* **Excerto fornecido**
Ao longo do crescimento, chegam sempre momentos em que as crianças se imaginam invisíveis. Como seria ver e não ser visto? Essa ideia promete liberdade, seduz durante alguns instantes mas, logo depois, seguindo esse pensamento, percebe- se que, em muitos aspetos, ser invisível é não existir, é ter medo.
Sendo alguém, não podemos fugir de ser alguém. Ocupamos um lugar.
É preciso coragem para pedir a palavra. Quando se levanta a voz, todos os olhares se viram na nossa direção e alguns, muitos, ficam desagradados com qualquer coisa que tenhamos para dizer. Os argumentos que usarão para nos contrariar dependem do que tivermos afirmado, mas a má vontade depende diretamente da nossa existência.
No nível de desenvolvimento civilizacional em que nos encontramos, a lei proíbe que se mate, mas permite que se anule o outro. Cobrir de silêncio é uma prática absolutamente legal. A justiça é cega mas, como sempre, a história avança contra o medo.
Temos direito a possuir um nome e uma sombra.
Nascemos para isto. Entre todas as dúvidas que podemos alimentar sobre as razões de estarmos aqui, se duvidarmos de que estamos aqui, de que existimos e de que merecemos esta existência, nada faz sentido, nenhuma palavra tem significado.
Nessa verdade, estamos nós e estão os outros. As nossas realidades suportam-se mutuamente como o arco de uma ponte ou qualquer outra certeza da engenharia civil. Quando eles são cegos, nós somos invisíveis.
O contrário, claro, também está certo. Se os nossos olhos os distorcem, não há maquilhagem que os deixe bonitos. Percebemos então que, apesar dos espelhos, nós somos eles. Desagrada-nos a existência deles, queremos anulá-los. Quando é assim, achamos que temos razões para isso, as nossas razões. Eles sentem exatamente o mesmo.
Alegrarmo-nos com o mal dos outros é um alerta. Como a pele amarelada, esse sintoma revela problemas no fígado. Esperar não resolve. Aos primeiros sinais, devemos procurar ajuda.
Os outros somos nós. Esse é o grande segredo, evidente e escancarado, à vista de todos e, no entanto, ainda hoje tão revolucionário: os outros somos nós.

* **O que se pede**
Reproduza, sem qualquer alteração, o trecho do excerto fornecido compreendido entre "No nível de" e "contra o medo.", inclusive. As linhas não desempenham aqui qualquer papel.

* **Excerto dos dados**
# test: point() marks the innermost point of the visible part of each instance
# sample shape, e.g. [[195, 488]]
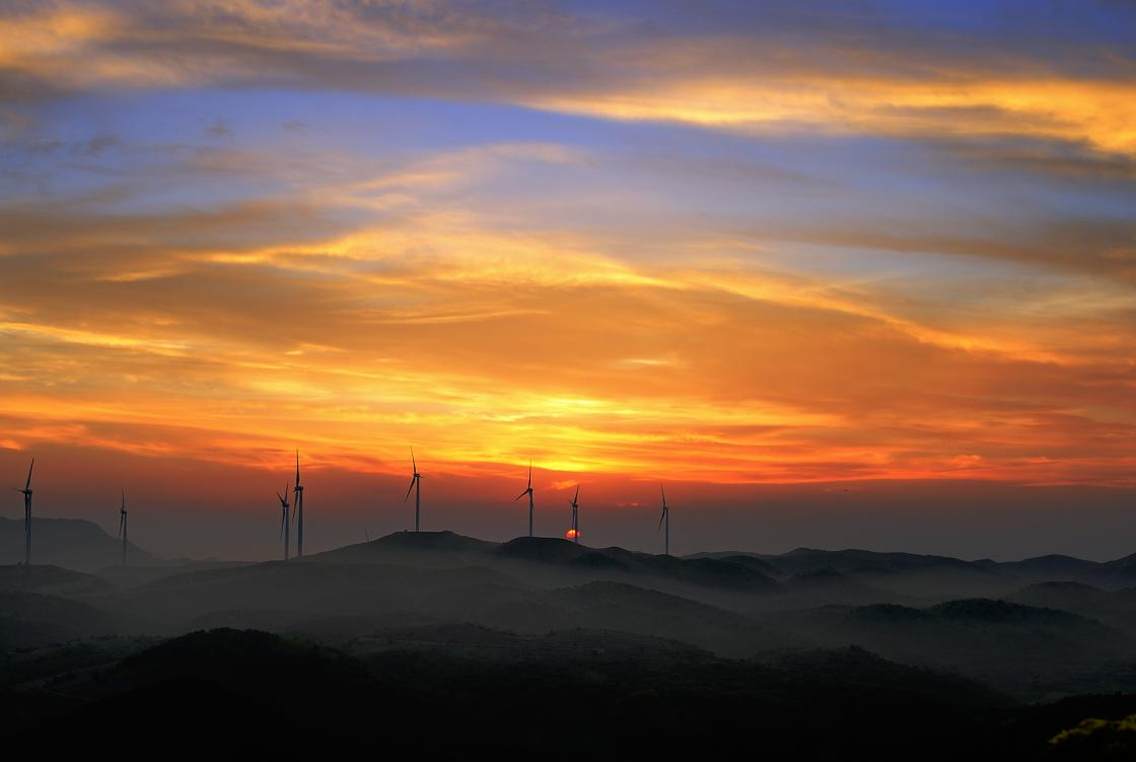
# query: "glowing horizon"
[[728, 248]]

* **Resposta à tarefa**
No nível de desenvolvimento civilizacional em que nos encontramos, a lei proíbe que se mate, mas permite que se anule o outro. Cobrir de silêncio é uma prática absolutamente legal. A justiça é cega mas, como sempre, a história avança contra o medo.